Extract
>>>>

Civ is a game of investing. Citizens are investments which earn interest over time by working tiles. A university, to take a fairly simple building, is an investment which earns back its cost by producing beakers, and it has a better rate of return if the city's base beaker output is higher. Techs, units, and cities are all investments, albeit ones that are very difficult to analyze.
What makes Civ interesting is that it has an irregular and difficult-to-calculate set of available investments. How much return do you get from having Machinery? You wouldn't even know where to begin calculating that! (There are several quite complex things about it. Mostly, (1) it's required to research other techs in an incredibly long and interconnected chain and (2) it enables a military unit which has incredibly hard-to-judge value.) But even the straightforward investments (citizens, say) are not as simple as they look because investment costs are often large compared to per-turn output. For example, perhaps you have a city producing 5h per turn into a Library. It takes a dozen turns before the hammers you invested start compounding. You might as well have produced nothing for 11 turns and then 60h on the 12th. Compound interest is a powerful force and it's actually a pretty big deal to have an increasingly large pile of hammers sitting there in an incomplete building and not returning anything. The farther in the future the completion time, the more potential value you are forgoing.

<<<<

The tasks
A) Rewrite the part of the Civ investing passage that opens with the words containing "Civ is a game" and closes with "difficult to analyze.", substituting "marketplace" for "university".
B) In the Civ investing passage, how many hammers per turn is the example city putting into its Library?
C) Carry on the passage about Civ as a game of investing, beginning after its final sentence.

Recorded data
>>>>

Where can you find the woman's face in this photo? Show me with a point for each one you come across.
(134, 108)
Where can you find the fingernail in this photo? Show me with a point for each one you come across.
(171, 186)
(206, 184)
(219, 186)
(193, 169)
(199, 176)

<<<<

Final results
A)
Civ is a game of investing. Citizens are investments which earn interest over time by working tiles. A marketplace, to take a fairly simple building, is an investment which earns back its cost by producing beakers, and it has a better rate of return if the city's base beaker output is higher. Techs, units, and cities are all investments, albeit ones that are very difficult to analyze.

B) 5 hammers per turn.

C)
So this is hard. We know that, and this is why we keep playing. It's deep. Also, trying to catch a glimpse of its true form, trying to gain little pieces of understanding, is pretty fun. Here is a tool I have been using to chip away at the mystery a little. It's some math and some estimates. They are wrong, but they've helped me wrap my mind around some things and their values.
[SIZE="4"]1. Conversion of food, hammers, and beakers[/SIZE]
1 food = 8 points
1 hammer = 5 points
1 beaker = 3 points
Notes: 1h into a worker/settler is worth 6 points. Food is assumed to be granary-enhanced food at a city of approximately size 7 growing onto early-game grassland tiles. Food is obviously stronger at lower city sizes since growth is cheaper there, and is also affected by other factors such as available health/happiness and the strength of the tiles being grown onto (including bonuses from buildings). Also note that a population point costs 2f and 1b every turn (citizens tend to add about $1 each to total maintenance) i.e. 19 points.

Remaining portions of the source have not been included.